[Dataset excerpts]:

*** Begin section ***

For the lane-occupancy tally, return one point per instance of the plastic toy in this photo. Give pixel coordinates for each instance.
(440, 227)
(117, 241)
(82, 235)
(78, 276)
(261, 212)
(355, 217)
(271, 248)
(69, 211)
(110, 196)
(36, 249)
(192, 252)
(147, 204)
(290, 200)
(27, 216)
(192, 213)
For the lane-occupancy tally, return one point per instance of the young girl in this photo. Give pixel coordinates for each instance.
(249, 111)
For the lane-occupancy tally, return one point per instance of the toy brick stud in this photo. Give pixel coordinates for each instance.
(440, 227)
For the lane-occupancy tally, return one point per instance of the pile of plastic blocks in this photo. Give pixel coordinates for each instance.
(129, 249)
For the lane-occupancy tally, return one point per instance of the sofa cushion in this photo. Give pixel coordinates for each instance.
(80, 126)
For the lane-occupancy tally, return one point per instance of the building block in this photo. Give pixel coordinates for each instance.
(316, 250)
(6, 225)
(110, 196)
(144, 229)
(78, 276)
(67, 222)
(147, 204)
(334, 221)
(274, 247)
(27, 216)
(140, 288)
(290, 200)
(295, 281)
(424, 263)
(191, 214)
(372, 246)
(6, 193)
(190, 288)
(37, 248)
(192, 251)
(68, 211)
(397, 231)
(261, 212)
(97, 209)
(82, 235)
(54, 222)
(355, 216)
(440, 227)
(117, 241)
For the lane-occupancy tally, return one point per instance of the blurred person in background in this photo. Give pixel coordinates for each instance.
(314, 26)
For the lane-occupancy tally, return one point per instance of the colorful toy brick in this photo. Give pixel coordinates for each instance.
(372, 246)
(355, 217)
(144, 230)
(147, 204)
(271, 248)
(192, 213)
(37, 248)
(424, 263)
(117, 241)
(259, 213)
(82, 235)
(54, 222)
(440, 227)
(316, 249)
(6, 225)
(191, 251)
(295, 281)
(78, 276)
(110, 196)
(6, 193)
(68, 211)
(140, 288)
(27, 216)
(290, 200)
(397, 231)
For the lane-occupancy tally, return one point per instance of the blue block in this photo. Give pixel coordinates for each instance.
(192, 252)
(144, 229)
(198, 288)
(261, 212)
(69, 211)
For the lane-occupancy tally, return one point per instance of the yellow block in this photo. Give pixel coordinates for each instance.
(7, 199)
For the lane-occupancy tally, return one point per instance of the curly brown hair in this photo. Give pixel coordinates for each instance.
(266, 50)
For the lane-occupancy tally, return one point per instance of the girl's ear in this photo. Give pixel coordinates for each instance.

*** End section ***

Print the material exactly. Include every line.

[Output for this exercise]:
For the lane-occupancy tally, return one point per instance of the plastic toy in this photo. Give pixel coordinates for each instance.
(440, 227)
(117, 241)
(82, 235)
(78, 276)
(261, 212)
(355, 217)
(271, 248)
(69, 211)
(110, 196)
(36, 249)
(192, 252)
(147, 204)
(290, 200)
(27, 216)
(192, 213)
For the lane-occupancy tally, return one point per instance of the young girl in this photo. Give pixel coordinates for each instance.
(249, 111)
For the lane-occupancy tally, return one point per instance of the toy brick stud in this photo. Give pixel coordinates for each instance.
(440, 227)
For the lane-occupancy tally, return one point per instance of the pile of plastic blocks in this photo. Give pixel coordinates for each instance.
(129, 249)
For the lane-occupancy tally, return one point per instance of the sofa cushion in this photo. Give pixel coordinates for each instance.
(80, 126)
For the lane-occupancy tally, return one point per instance of the building block in this photo. Give pixel coordinates for each instance.
(316, 250)
(6, 225)
(110, 196)
(144, 229)
(78, 276)
(67, 222)
(147, 204)
(334, 221)
(274, 247)
(27, 216)
(140, 288)
(290, 200)
(295, 281)
(424, 263)
(191, 214)
(372, 246)
(6, 193)
(190, 288)
(37, 248)
(192, 251)
(68, 211)
(397, 231)
(261, 212)
(97, 209)
(82, 235)
(54, 222)
(355, 216)
(440, 227)
(117, 241)
For the lane-occupancy tally, return one point per instance of the blurred person in background in this photo. Give pixel coordinates for each instance.
(314, 26)
For the lane-occupancy tally, return one point per instance of the colorful toy brick in this photo. Give pixel coordinates for each instance.
(372, 246)
(355, 217)
(144, 230)
(147, 204)
(271, 248)
(192, 213)
(37, 248)
(424, 263)
(117, 241)
(259, 213)
(82, 235)
(54, 222)
(440, 227)
(316, 249)
(6, 225)
(191, 251)
(295, 281)
(78, 276)
(110, 196)
(6, 193)
(68, 211)
(140, 288)
(27, 216)
(290, 200)
(397, 231)
For the lane-occupancy tally, return one point per instance of the blue block in this photo. Give pixel coordinates for each instance.
(192, 252)
(144, 229)
(198, 288)
(261, 212)
(69, 211)
For the lane-occupancy tally, return one point per instance of the yellow block in this photo. Give pixel coordinates for each instance.
(7, 199)
For the lane-occupancy tally, return one point per instance of the curly brown hair in this photo. Give pixel coordinates for each instance.
(266, 50)
For the lane-occupancy tally, return one point per instance of the girl's ear in this photo. Give pixel coordinates for each instance.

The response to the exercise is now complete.